◆ WRITTEN PROBLEM ◆
Below is a set of entries. Reproduce exactly the lines from the one containing "Could you please indicate the pine" through the end, both included.

Records from a data source
## START
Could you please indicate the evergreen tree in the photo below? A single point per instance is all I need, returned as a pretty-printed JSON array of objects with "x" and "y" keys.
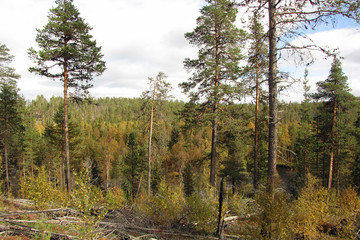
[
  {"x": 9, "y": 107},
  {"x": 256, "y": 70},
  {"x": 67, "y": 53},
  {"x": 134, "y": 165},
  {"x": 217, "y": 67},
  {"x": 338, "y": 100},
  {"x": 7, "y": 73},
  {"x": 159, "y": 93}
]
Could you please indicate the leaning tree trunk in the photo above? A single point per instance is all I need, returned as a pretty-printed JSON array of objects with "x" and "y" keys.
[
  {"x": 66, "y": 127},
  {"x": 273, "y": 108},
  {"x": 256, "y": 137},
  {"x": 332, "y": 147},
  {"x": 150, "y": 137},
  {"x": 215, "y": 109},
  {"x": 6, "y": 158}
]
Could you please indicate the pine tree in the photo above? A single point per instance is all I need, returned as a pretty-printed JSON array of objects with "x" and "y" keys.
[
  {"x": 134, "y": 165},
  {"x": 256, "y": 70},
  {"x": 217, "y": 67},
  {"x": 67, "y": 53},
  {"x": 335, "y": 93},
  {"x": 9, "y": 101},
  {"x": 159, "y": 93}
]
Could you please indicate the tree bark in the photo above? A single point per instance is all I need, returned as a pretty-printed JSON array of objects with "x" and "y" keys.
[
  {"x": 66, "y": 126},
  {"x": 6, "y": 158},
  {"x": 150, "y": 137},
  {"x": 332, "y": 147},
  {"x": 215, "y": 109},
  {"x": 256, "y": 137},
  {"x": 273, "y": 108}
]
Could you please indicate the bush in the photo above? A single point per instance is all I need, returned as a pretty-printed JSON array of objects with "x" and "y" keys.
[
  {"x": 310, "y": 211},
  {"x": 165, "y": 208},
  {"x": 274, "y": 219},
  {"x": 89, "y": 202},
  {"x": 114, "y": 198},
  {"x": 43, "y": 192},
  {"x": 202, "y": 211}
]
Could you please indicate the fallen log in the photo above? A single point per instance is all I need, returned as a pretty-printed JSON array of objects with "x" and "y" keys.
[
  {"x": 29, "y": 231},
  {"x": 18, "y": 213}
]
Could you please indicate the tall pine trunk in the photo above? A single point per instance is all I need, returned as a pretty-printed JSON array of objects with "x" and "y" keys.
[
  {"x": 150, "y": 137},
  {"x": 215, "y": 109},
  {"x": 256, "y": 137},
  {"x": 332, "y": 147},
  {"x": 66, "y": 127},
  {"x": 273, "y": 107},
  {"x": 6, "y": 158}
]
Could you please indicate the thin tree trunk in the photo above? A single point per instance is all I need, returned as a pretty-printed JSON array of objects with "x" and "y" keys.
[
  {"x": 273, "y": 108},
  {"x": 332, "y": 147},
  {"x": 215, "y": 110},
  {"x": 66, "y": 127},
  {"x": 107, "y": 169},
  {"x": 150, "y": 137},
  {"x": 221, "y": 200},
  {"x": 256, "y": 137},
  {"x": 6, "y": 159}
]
## END
◆ THE REPLY ◆
Could you please indicate the pine tree in the photo above? A single point per instance is all I need, returned as a pretty-printed JSON array of objects with "x" and "y" keys.
[
  {"x": 134, "y": 165},
  {"x": 256, "y": 70},
  {"x": 217, "y": 67},
  {"x": 67, "y": 53},
  {"x": 335, "y": 93},
  {"x": 9, "y": 101},
  {"x": 159, "y": 93}
]
Could you please indicate the tree bark in the photo above? A single point per instance is all I need, returned as a pretty-printed JSON array of objects with "x" and "y" keys.
[
  {"x": 66, "y": 126},
  {"x": 6, "y": 158},
  {"x": 150, "y": 137},
  {"x": 332, "y": 147},
  {"x": 215, "y": 109},
  {"x": 256, "y": 137},
  {"x": 273, "y": 108}
]
Could you please indicate the bush in the photo above? A single point per instance is all I need, returned as a pretty-printed JSON array of objects with "x" and "y" keys.
[
  {"x": 310, "y": 211},
  {"x": 165, "y": 208},
  {"x": 274, "y": 219},
  {"x": 89, "y": 202},
  {"x": 114, "y": 198},
  {"x": 43, "y": 192},
  {"x": 202, "y": 211}
]
Could you please indicate the fallen log in the photo above? A single point per instance is all I need, returned as a pretty-printed JSON array of objects with "x" and "y" keys.
[
  {"x": 29, "y": 231},
  {"x": 18, "y": 213}
]
Could you please indicate the tall pine trunk in the photo above? A single point per instance is all I need, returned as a pretty-printed JSON array of objects with "x" and "y" keys.
[
  {"x": 150, "y": 137},
  {"x": 215, "y": 109},
  {"x": 256, "y": 137},
  {"x": 332, "y": 147},
  {"x": 66, "y": 127},
  {"x": 273, "y": 107},
  {"x": 6, "y": 158}
]
Could you please indicate the thin tree trunk in the photo above? A single point per instance is all I need, returned as a pretty-printed JSON array of objects with "x" and "y" keys.
[
  {"x": 273, "y": 108},
  {"x": 332, "y": 147},
  {"x": 215, "y": 110},
  {"x": 66, "y": 127},
  {"x": 107, "y": 169},
  {"x": 150, "y": 137},
  {"x": 221, "y": 200},
  {"x": 256, "y": 137},
  {"x": 6, "y": 159}
]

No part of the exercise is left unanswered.